**Work order**
Report each line of the records where "belt" occurs.

───── Supplied data

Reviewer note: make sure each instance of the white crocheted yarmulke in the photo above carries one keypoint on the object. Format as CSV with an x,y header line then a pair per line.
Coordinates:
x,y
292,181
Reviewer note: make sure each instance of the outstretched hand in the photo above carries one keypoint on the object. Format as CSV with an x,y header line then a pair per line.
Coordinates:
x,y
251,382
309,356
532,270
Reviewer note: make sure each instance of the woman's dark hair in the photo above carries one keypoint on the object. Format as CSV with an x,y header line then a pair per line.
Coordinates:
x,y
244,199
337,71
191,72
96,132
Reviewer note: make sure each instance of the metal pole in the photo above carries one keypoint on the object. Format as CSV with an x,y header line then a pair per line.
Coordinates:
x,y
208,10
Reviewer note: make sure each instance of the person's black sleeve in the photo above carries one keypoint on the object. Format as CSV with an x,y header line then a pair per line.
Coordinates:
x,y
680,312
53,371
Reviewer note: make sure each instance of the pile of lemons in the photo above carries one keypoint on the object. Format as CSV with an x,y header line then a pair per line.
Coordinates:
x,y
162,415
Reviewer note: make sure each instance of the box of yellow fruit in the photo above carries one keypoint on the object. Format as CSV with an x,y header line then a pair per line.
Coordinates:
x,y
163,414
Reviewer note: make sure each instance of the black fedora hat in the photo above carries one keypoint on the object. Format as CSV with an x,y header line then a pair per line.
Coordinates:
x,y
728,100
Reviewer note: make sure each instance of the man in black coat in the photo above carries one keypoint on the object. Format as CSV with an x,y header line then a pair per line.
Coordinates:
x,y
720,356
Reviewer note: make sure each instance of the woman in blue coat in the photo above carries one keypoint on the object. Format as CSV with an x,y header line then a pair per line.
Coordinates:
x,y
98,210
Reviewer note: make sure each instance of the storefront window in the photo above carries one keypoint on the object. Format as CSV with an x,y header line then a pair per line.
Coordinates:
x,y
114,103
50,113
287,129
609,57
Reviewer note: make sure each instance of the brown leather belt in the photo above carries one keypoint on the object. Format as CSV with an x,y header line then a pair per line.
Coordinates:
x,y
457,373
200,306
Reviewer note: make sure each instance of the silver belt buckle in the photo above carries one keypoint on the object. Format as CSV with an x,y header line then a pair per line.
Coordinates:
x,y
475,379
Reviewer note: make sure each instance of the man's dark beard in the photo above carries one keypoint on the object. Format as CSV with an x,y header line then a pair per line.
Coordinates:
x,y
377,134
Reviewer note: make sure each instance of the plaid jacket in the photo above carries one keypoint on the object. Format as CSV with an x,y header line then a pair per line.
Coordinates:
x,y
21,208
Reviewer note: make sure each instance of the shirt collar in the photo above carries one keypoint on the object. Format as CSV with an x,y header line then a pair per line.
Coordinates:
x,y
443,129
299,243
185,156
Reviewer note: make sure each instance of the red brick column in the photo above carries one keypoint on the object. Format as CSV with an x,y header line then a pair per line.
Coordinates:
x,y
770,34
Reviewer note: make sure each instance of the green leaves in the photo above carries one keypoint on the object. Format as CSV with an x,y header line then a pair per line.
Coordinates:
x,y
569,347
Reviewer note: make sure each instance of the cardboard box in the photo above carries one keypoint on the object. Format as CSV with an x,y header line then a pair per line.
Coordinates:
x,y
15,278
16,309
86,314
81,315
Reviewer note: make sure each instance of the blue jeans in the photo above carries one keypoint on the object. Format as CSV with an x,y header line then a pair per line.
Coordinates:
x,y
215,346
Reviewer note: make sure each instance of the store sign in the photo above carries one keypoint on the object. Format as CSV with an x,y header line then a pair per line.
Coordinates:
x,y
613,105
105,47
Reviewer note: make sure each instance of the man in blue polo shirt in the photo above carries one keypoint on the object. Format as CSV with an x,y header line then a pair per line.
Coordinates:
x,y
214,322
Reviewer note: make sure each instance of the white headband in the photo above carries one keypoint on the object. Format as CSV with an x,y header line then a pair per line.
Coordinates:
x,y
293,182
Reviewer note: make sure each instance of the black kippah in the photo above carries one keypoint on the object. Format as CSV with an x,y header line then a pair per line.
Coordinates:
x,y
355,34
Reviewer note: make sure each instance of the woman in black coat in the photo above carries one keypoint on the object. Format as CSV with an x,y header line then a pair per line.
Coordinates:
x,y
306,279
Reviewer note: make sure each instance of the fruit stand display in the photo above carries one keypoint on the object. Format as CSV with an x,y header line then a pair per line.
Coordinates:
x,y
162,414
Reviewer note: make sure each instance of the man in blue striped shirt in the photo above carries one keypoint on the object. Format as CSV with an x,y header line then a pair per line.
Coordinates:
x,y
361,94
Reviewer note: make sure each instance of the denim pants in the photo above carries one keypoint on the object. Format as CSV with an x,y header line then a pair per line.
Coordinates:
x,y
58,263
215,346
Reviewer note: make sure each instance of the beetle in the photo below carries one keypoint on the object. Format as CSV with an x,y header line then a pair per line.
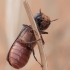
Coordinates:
x,y
22,47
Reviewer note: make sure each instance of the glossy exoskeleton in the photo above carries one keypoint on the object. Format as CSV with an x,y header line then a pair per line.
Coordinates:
x,y
22,47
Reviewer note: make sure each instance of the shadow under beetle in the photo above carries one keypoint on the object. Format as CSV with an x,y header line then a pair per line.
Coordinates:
x,y
22,47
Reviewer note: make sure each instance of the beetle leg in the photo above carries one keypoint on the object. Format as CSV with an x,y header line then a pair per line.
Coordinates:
x,y
21,41
36,58
44,32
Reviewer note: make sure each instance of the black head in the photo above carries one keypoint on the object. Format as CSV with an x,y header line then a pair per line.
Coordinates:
x,y
42,20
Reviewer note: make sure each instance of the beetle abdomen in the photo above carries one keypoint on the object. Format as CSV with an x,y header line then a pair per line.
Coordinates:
x,y
19,55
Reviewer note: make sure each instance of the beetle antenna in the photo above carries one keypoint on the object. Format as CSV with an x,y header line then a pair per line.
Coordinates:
x,y
54,20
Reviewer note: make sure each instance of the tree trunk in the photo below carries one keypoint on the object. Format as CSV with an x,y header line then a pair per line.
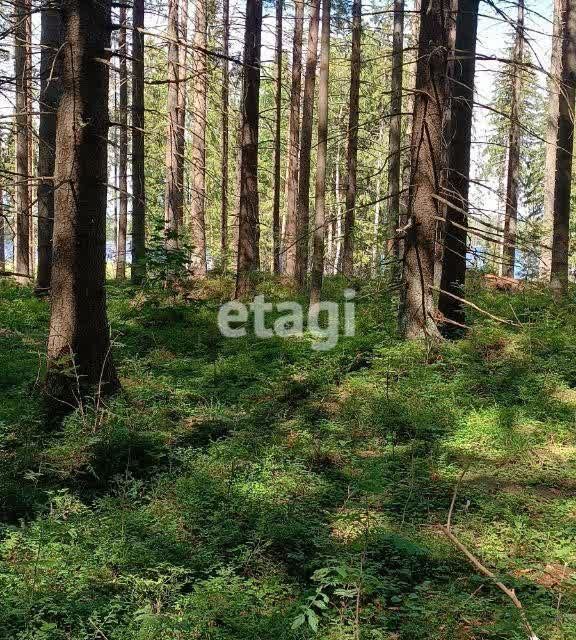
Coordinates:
x,y
248,219
455,237
174,194
551,135
198,203
277,143
123,151
138,171
352,153
320,218
564,151
225,136
417,309
22,193
513,174
50,42
79,358
303,210
290,232
395,131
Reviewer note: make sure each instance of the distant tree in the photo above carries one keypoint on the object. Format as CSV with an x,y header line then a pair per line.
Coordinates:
x,y
79,358
249,217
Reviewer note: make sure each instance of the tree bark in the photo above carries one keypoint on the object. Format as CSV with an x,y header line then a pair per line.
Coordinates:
x,y
174,199
564,153
248,219
79,358
225,136
122,150
138,170
198,142
22,193
290,231
352,152
455,236
50,88
551,139
513,174
395,130
303,210
277,143
320,218
417,308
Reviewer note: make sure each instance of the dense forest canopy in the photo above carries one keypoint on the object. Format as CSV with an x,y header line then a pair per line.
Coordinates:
x,y
287,319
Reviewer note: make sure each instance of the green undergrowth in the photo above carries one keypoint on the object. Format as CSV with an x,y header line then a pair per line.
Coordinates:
x,y
260,490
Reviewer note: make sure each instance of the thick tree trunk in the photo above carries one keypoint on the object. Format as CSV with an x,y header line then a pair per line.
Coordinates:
x,y
551,138
248,219
123,151
455,237
417,309
225,137
513,174
303,209
79,358
320,218
174,199
352,153
22,192
290,231
138,173
50,42
564,153
395,131
277,143
198,142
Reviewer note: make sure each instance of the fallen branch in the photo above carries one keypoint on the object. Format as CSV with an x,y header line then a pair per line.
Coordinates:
x,y
475,562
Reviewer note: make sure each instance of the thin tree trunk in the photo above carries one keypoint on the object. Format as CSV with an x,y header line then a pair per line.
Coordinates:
x,y
174,194
123,150
395,131
513,175
320,218
290,232
352,153
22,191
50,42
455,237
564,153
277,143
303,209
248,222
416,315
225,136
79,358
198,203
551,139
138,171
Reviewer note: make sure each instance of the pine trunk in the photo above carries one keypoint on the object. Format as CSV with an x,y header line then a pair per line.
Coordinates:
x,y
290,231
248,219
79,358
122,151
50,87
564,153
417,309
352,153
303,209
198,143
320,218
513,174
138,169
456,237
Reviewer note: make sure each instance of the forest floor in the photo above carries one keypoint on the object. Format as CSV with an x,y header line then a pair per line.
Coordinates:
x,y
257,489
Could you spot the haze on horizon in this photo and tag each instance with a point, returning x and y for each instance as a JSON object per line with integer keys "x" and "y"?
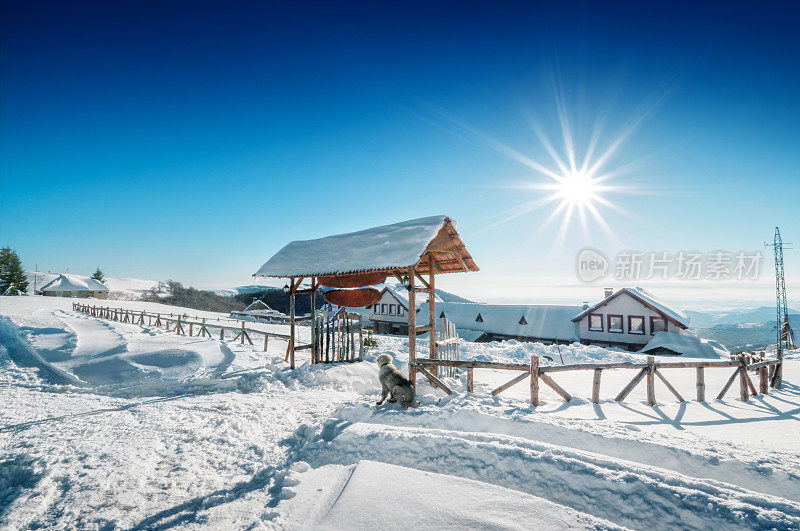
{"x": 159, "y": 141}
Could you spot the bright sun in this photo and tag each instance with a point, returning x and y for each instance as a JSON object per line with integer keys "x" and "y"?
{"x": 576, "y": 188}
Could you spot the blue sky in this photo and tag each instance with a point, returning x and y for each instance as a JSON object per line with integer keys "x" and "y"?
{"x": 191, "y": 141}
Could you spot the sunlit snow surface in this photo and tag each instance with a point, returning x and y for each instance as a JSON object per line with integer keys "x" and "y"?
{"x": 105, "y": 424}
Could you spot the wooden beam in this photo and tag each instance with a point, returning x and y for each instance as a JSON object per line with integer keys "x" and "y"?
{"x": 628, "y": 388}
{"x": 534, "y": 380}
{"x": 669, "y": 386}
{"x": 728, "y": 383}
{"x": 701, "y": 385}
{"x": 435, "y": 380}
{"x": 421, "y": 279}
{"x": 508, "y": 384}
{"x": 651, "y": 384}
{"x": 557, "y": 388}
{"x": 596, "y": 386}
{"x": 474, "y": 364}
{"x": 432, "y": 310}
{"x": 412, "y": 330}
{"x": 743, "y": 391}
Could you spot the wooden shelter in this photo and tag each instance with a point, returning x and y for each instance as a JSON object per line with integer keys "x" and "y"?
{"x": 413, "y": 251}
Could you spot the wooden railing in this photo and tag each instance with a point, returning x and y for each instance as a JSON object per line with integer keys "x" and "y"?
{"x": 179, "y": 323}
{"x": 343, "y": 335}
{"x": 649, "y": 371}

──────────

**Your solution**
Reviewer note: make sure each instance of the brown leather belt in the photo above carries one keypoint on the object. Format as CSV with an x,y header line then a pair per line.
Reviewer note: make sure each instance of the silver belt buckle in the photo above carries one keypoint on the object. Format as CSV with an x,y header line then a pair per line.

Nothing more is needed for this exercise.